- _How to complete this task_
In the text on Brand Humanizing, what is named as a high predictor for turning one-time buyers into returning customers?

That’s very true! But let’s say all companies around the world start to automate and use A.I. such as Amazon. What would we end up with? Unfriendly and inhumane monopoly machines, run by just a few people and many robots, that start to have trouble attracting customers because most people are left without jobs. Who is your A.I. going to convince of buying your products when there are only a few left with enough money in their pockets? A shrinking economy is never the answer to a prosperous future.
Brand Humanizing: A mindset and way of working that generates customer loyalty
and business growth
Technology is a great thing. And it in fact should be used to automate jobs and processes. But they should only automate the right jobs and processes. Those that humans are simply inferior in.
Basically: humans shouldn’t try to be robots and robots shouldn’t try to mimic humans. Technology should aid humans so they can be more human, not less.
Robots can almost take over every aspect in business except for those that require human contact. All jobs that require human contact shouldn’t simply be automated. In fact, these are jobs that often are understaffed because the company doesn’t see the “value” and because it is hard to “automate” human behavior. Yet, we know that building personal relationships, by humans, is a high predictor for turning one-time buyers into returning customers. Humans can build trust and a sense of mutual connection that technology simply can’t.
This is why jobs that get automated, should not result in the person being fired. In fact, the automation of a job should be celebrated by everyone in the company, because it enables the human in question to transfer to another job that much better aligns with their natural human talents; one that requires sincere human connection, context-aware empathy and ethics. Technology should be leveraged to unleash human potential, not break it down.
Where does the branding part come in?
Actually, the Branding part in Brand Humanizing means it’s not just a term or a “tool” which you can implement like you would with a software add-on. Branding means that the entire organization should adapt the “Humanizing” into their DNA. It’s the core of the brand, resulting in every aspect from thereon forth being tested and done from within the Brand Humanizing DNA of the company.
To be even more specific: the organization should run on Brand Humanizing and not use it as a process or a layer atop the organization. It starts with the mindset of an intrinsic search to use people and their skills to their full potential and wanting to be human rather than being “brick & morator”. When we speak from within ourselves, we tend to be humans and personal. Once we communicate from within the organization, we become the organization and hence think and act like robots and mere entities. Once the humanizing has been adopted into the brand’s DNA, the outside world, such as employees, customers and partners will have a stronger human attraction to the entire organization.
It’s not replacing you, it’s empowering you
The Brand Humanizing philosophy is born from the discrepance between how we use automation now (a.k.a. becoming robots ourselves, spamming people and creating distance between humans) and how we think it should be. We strongly believe automation should help people by taking over redundant tasks, such as repetitive work that needs no empathy or small, standardized communication where no interaction is needed.
It’s not here to replace people entirely, on the contrary. If anything, Brand Humanizing can help organization use automation in a way that the people within it can use their personal skills even more. It can actually help people move into positions where human intelligence, empathy, creativity and emotions are more needed than ever. Brand Humanizing will help people become more personal and processes more automated. The philosophy is both pro-human as well as pro-automation, IF (and only IF) both are used in their respective strong suits.

- _Supplied material_

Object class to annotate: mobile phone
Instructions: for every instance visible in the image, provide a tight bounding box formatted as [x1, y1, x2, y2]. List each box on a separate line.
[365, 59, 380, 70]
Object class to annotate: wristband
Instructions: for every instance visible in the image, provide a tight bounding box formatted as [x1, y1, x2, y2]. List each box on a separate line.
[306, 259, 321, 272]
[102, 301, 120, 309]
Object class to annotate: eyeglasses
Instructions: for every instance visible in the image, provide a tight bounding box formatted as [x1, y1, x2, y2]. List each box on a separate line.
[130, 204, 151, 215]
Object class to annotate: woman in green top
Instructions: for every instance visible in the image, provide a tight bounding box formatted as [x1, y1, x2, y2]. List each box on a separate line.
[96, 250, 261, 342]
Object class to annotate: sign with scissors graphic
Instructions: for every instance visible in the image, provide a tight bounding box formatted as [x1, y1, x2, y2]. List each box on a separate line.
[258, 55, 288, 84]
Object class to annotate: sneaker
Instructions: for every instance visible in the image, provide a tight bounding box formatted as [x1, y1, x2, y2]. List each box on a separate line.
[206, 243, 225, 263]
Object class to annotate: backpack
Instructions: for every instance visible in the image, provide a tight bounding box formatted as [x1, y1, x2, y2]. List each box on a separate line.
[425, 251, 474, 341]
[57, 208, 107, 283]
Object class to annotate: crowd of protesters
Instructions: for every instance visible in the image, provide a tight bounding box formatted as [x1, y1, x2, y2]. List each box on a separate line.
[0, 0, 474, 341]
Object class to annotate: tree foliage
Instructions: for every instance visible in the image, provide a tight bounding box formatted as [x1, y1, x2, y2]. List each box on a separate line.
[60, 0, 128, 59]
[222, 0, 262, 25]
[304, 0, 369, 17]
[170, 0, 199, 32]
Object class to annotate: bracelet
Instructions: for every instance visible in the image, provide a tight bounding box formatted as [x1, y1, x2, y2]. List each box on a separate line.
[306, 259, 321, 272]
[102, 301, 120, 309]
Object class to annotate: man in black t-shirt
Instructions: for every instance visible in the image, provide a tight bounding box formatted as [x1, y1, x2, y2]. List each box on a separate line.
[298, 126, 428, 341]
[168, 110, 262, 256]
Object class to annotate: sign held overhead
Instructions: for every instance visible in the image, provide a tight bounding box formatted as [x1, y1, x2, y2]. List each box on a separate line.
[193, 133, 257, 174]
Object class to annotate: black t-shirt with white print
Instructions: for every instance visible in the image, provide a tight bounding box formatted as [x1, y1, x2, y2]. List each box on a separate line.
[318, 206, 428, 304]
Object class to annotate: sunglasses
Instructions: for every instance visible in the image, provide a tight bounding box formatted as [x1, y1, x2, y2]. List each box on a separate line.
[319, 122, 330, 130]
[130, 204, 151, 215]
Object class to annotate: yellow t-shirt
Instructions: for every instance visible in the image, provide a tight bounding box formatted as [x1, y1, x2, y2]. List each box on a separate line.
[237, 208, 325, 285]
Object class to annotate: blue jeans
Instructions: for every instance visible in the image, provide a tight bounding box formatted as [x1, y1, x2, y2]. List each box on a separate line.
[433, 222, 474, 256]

- _Exercise response_
Building personal relationships, by humans.